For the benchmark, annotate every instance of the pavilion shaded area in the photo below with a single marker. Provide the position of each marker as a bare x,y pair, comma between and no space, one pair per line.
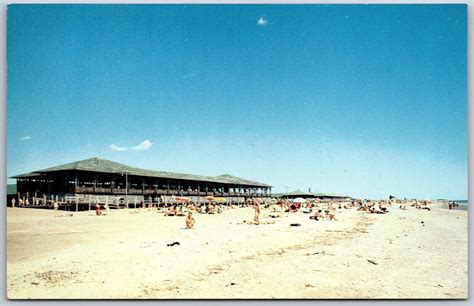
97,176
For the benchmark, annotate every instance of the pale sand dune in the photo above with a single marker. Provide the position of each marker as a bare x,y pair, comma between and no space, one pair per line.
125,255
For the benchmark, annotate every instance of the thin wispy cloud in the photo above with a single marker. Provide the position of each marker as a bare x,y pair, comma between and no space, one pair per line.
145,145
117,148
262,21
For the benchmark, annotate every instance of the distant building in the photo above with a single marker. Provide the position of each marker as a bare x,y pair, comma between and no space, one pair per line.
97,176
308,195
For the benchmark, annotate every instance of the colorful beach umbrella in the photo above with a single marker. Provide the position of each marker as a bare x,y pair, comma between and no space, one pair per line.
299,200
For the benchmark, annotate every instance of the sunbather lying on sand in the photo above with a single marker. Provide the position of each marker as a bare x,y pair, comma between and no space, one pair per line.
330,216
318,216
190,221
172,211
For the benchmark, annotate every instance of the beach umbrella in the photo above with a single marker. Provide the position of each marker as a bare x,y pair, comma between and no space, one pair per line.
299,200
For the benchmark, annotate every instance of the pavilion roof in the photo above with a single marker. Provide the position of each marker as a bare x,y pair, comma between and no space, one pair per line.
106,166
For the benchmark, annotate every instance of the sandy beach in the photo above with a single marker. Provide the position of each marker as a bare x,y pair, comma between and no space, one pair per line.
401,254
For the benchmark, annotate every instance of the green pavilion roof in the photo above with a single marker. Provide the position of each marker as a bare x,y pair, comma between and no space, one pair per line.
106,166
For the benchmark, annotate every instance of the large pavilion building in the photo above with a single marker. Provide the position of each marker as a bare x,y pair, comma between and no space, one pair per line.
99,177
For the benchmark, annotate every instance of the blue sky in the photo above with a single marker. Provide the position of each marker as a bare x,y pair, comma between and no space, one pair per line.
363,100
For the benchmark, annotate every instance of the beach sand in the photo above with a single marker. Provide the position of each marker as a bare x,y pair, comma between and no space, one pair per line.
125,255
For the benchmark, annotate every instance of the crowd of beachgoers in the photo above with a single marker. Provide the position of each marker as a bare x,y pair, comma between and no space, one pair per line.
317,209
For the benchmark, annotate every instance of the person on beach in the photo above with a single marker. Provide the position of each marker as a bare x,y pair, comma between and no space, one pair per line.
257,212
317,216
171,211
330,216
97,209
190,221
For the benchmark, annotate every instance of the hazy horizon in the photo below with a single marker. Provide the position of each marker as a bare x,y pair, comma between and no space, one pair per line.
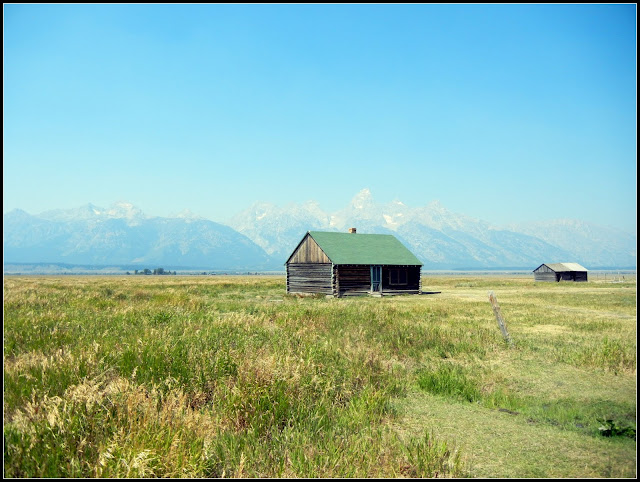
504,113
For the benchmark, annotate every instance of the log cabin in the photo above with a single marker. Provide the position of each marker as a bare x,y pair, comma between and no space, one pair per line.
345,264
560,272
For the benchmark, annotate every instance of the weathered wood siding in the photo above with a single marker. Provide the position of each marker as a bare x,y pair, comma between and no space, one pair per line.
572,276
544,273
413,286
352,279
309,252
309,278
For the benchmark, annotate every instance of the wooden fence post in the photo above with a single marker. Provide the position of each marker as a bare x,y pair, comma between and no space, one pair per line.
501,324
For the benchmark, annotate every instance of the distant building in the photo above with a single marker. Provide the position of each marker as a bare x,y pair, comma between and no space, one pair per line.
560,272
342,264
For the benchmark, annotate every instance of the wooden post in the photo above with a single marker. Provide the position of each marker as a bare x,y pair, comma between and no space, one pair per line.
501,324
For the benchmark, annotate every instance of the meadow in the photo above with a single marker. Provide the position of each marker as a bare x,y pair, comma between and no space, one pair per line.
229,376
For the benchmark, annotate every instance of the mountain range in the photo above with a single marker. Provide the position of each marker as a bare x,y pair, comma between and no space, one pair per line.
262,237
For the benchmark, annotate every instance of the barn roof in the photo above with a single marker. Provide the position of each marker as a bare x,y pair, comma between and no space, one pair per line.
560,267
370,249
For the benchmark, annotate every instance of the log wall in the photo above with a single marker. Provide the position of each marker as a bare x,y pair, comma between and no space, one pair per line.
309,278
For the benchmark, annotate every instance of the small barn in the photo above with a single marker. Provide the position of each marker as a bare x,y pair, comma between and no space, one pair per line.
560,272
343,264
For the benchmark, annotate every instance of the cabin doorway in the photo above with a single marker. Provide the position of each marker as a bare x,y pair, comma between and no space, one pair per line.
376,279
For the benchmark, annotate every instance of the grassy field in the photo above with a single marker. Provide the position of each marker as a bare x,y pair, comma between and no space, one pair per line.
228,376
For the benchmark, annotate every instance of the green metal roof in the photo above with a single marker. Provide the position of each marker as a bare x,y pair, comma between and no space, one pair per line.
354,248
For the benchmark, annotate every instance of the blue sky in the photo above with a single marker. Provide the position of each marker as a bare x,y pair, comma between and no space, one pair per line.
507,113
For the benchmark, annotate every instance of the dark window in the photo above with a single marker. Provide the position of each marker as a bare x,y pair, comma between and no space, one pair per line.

################

Quote each record exactly as it stands, minus the pictures.

### ANSWER TO THIS PROBLEM
For the benchmark, annotate every instance of the pavilion shaded area in the photo below with a single marker. Provide the position of each marker as a bare x,y pair, comma between and no space, one pair per line.
97,176
For the benchmark, annotate every instance of the pale sand dune in the photo above with a single marker. Provide the position of each marker as a bare x,y pair, comma between and no space, one pair per line.
125,255
For the benchmark, annotate every instance of the thin wispy cloud in the photo above with a single marker. Provide the position of each marker as a bare x,y pair, comma between and no space, one pair per line.
145,145
117,148
262,21
For the benchmark, annotate every instance of the distant building in the photo above with a single marker. Provide the position of each marker as a bare x,y pair, comma between and no space, one pair per line.
97,176
308,195
For the benchmark, annotate every instance of the colorful beach umbrella in the photo above with a single marker. Provide the position of each marker as a bare x,y pair, comma between and no space, one pair per line.
299,200
For the benchmark, annotate every instance of the sunbather lying on sand in the photo above with a single marker. Provide the position of each marker as a bare x,y pair, comma between and no space, one pair per line.
330,216
318,216
190,221
172,211
For the benchmark, annotate every instance of the beach umbrella in the photo above with a single marker. Provide the position of each marker as a bare x,y pair, comma between and no space, one pair per line.
299,200
For the benchmark, annotate every instance of the pavilion roof in the photo above with a single marker. Provide the position of each marker as a bare x,y pair, comma between and no space, one pair per line.
106,166
For the benchmark, annotate every instance of the sandy beach in the photo above with a single marker. Provide the position of each marker as a bare x,y pair, comma between and no space, one pair per line.
401,254
For the benchmark, annotate every instance of the green pavilion roof in the photo above with a single marker. Provide the position of each marker as a bare x,y pair, comma between and no space, one pair per line.
106,166
For the benchmark, annotate every instance of the large pavilion building in the photo above with a single marker. Provide the position of each marker as a bare x,y pair, comma between and no space, one pair per line.
99,177
For the benchmark, annotate every instance of the blue sky in the photo above with a single marker. Provide the position of each marker as a bare x,y pair, comma between and no space, one pair per line.
363,100
For the benchmark, annotate every instance of the beach sand in the photo above with a single marker. Provide the position of each marker as a bare x,y pair, comma between and no space, one pair per line.
125,255
For the benchmark, annotate every instance of the crowd of beachgoers in the photo above with a single marker. Provide the position of each marker as a bare x,y pair, comma between and no space, one pair per line.
317,209
For the benchmark, annotate every instance of the person on beach in the photo above with a single marker. Provide the position of each marker as a bare x,y pair, comma between and no space, one pair per line.
257,212
317,216
171,211
330,216
97,209
190,221
For the benchmark, annotate every instance of the hazy horizon in the photo below with a single marker. Provide the position of each marker as a bare x,y pair, comma between and no space, one pair per line.
504,113
For the benchmark, annotate every instance of the log cabin in the photo above with a single marker. Provide the position of each marker as a bare x,y pair, comma between and no space, one pair per line.
345,264
560,272
For the benchmark, annotate every instance of the weathered wood siding in the photo above with a single marker. Provide the position of each marker as a bare x,y pair, comma between and no space, one pair per line.
572,276
544,273
413,286
352,279
309,252
309,278
For the benchmark, annotate every instance of the wooden fence post in the photo above with a single marker. Provide the position of each marker as a bare x,y pair, comma between and no space, one pair per line.
501,324
For the benchmark, annotate every instance of the distant building in the photo above with a single marker. Provide the position of each marker as a bare x,y pair, comma between and no space, one pair per line.
560,272
342,264
For the benchmark, annotate every instance of the wooden post in the photo above with a single marker. Provide the position of each marker as a bare x,y pair, comma between and no space, one pair per line.
501,324
For the benchmark, annotate every instance of the meadow in the photo above with a single marker. Provide the position of each marker as a bare x,y pair, comma between and no space, one pair per line.
229,376
For the benchmark, annotate every instance of the mountain range in the photo above with a single marker. Provide the position of each marker as a bare x,y pair, comma between and no space, one pair per line.
262,237
For the benchmark, annotate every instance of the barn roof in the photo above with a single marker. Provide the position of each marker as a bare x,y pair, comma between and no space, one pair per line.
560,267
370,249
For the benchmark, annotate every instance of the log wall in the photo above with a single marker. Provide the position of each marker as a bare x,y pair, comma between and no space, one pair per line.
309,278
For the benchmark, annotate every instance of the small barn in the photo above with a single marker. Provide the position of each marker as a bare x,y pair, comma between and no space, one pair per line.
560,272
343,264
For the benchmark, annotate every instance of the cabin doorway in the photo above with a single marker. Provide the position of each marker as a bare x,y pair, comma between and no space, one pair per line.
376,279
For the benchmark, annotate every instance of the grassy field in the photo above with a single marker. Provide the position of each marker as a bare x,y pair, comma between and no space, one pair per line.
228,376
For the benchmark, annotate every instance of the green metal roof in the photo above with a single marker. Provide the position of each marker as a bare x,y pair, comma between and no space, one pair per line.
354,248
For the benchmark, annotate every instance of the blue sky in the photo above with a single marker. Provide the position of each marker as a bare x,y pair, comma between and no space, one pair per line.
507,113
For the benchmark, annotate every instance of the dark window in the photo above with a single marker. Provide the position of each marker as a bare x,y pair, comma between and no space, one pair per line.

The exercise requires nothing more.